*** ФРАГМЕНТ ТЕКСТА
Какой вы строгий литератор!
Вы говорите, критик мой,
Что уж коллежский регистратор
Никак не должен быть герой;
Что выбор мой совсем ничтожен,
Что в нём я страх неосторожен,
Что должен брать себе поэт
Всегда возвышенный предмет...
Что в списках целого Парнасса
Героя нет такого класса.
Вы правы; но, божиться рад,
И я совсем не виноват.
Он одевался нерадиво,
На нём сидело всё не так;
Всегда бывал застёгнут криво
Его зелёный, узкий фрак;
Но должно знать, что мой чиновник
Был сочинитель и любил...
Мы будем звать его Евгений,
Затем, конечно, что язык
Ко звуку этому привык.
Но о прошедшем очень мало
Иван Езерский помышлял;
Лишь настоящего алкало
В нём сердце...
Известные строфы, в которых Пушкин говорит о том, что обедняло наше старинное дворянство, так читаются в его рукописях.
Мне жаль, что домы наши новы,
Что прибиваем мы на них
Не льва с мечом, не щит гербовый,
А ряд лишь вывесок цветных.
Мне жаль, что мы, руке наёмной
Вверяя чистый свой доход,
С трудом в столице круглый год
Влачим ярмо неволи тёмной
И что спасибо нам за то
Не скажет, кажется, никто...
Что не живём семьёю дружной,
В довольстве, в тишине досужной,
В своих владеньях родовых;
Что наши сёла, нужды их
Нам вовсе чужды; что науки
Пошли не в прок нам, что с проста
Из бар мы лезем в tiers-Иtat[458],
Что будут нищи наши внуки;
Что Русский ветренный боярин
Теряет грамоты царей,
Как старый сбор календарей;
Что исторические звуки
Нам стали чужды...
Что нищи будут наши внуки...
Мне жаль, что мы руке наёмной
Дозволя грабить свой доход,
С трудом ярём заботы тёмной
Влачим в столице круглый год;
Что не живём семьею дружной
В довольстве, в тишине досужной,
Старея близ могил родных
В своих поместьях родовых,
Где в нашем тереме забытом
Растёт пустынная трава,
Что геральдического льва и т. д.,
как в общеизвестном издании.-- Пушкин испытал всю разорительность Петербургской жизни, и, как известно, денежное расстройство держало его в том раздражительном состоянии, которое отчасти было одною из причин его гибели. Осенью 1836 года он думал покинуть Петербург и поселиться совсем в Михайловском; по словам покойника Нащокина, Наталья Николаевна соглашалась на это, но ему не на что было перебраться туда с большою семьёю, и Пушкин умолял о присылке пяти тысяч рублей, которых у Нащокина на ту пору не случилось[459].
******
→ СПИСОК ЗАДАНИЙ:
- 1) Перечислите все имена людей и персонажей, которые встречаются во фрагменте текста.
- 2) Перепишите без изменений часть фрагмента текста, которая открывается словами «Мы будем звать» и заканчивается словами «В нём сердце...».
Отвечайте, опираясь только на фрагмент текста.
*** СОСТАВ ДАННЫХ
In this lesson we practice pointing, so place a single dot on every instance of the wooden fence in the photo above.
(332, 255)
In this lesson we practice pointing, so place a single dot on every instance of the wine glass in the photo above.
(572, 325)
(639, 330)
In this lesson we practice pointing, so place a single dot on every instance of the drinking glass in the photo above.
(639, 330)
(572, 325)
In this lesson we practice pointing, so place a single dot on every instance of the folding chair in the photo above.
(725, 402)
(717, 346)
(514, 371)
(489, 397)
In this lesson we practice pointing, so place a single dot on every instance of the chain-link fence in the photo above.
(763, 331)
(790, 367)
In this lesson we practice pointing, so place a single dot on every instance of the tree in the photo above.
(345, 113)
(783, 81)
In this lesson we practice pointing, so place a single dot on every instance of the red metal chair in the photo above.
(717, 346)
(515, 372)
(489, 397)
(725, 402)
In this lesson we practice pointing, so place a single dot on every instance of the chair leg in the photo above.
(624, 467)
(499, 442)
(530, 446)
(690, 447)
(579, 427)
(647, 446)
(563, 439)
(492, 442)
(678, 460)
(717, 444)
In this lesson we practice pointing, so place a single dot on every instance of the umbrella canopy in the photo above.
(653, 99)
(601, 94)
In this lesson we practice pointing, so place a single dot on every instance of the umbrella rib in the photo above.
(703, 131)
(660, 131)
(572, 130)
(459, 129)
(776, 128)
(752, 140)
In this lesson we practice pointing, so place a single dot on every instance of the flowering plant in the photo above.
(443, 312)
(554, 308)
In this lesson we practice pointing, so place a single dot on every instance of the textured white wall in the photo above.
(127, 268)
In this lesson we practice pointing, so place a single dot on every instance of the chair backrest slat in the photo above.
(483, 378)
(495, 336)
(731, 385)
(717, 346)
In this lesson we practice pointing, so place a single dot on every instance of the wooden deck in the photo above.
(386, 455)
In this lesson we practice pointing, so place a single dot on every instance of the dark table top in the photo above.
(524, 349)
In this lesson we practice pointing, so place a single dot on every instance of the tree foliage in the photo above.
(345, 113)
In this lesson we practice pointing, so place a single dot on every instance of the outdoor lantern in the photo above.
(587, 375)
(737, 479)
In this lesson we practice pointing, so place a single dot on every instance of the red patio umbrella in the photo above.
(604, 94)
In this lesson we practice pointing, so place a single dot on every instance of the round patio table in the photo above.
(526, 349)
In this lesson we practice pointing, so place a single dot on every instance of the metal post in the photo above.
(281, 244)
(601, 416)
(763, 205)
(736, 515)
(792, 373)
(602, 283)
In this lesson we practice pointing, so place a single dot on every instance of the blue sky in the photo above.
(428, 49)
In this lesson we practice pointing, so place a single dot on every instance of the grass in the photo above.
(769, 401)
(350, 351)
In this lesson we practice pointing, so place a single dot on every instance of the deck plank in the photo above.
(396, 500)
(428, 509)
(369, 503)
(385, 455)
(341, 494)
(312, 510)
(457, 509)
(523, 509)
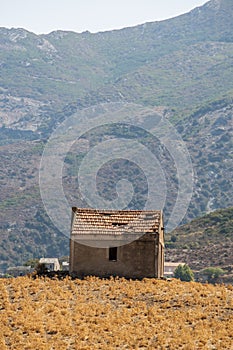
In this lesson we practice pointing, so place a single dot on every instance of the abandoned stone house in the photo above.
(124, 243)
******
*** СОСТАВ ДАННЫХ
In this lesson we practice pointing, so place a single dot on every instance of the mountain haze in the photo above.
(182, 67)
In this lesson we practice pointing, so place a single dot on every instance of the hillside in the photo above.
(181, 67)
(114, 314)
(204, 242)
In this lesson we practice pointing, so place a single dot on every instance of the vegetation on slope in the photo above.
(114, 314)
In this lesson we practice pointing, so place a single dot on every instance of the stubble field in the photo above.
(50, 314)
******
→ ОТВЕТЫ НИЖЕ:
- 1) Евгений, Иван Езерский, Пушкин, Нащокин, Наталья Николаевна

- 2)
Мы будем звать его Евгений,
Затем, конечно, что язык
Ко звуку этому привык.
Но о прошедшем очень мало
Иван Езерский помышлял;
Лишь настоящего алкало
В нём сердце...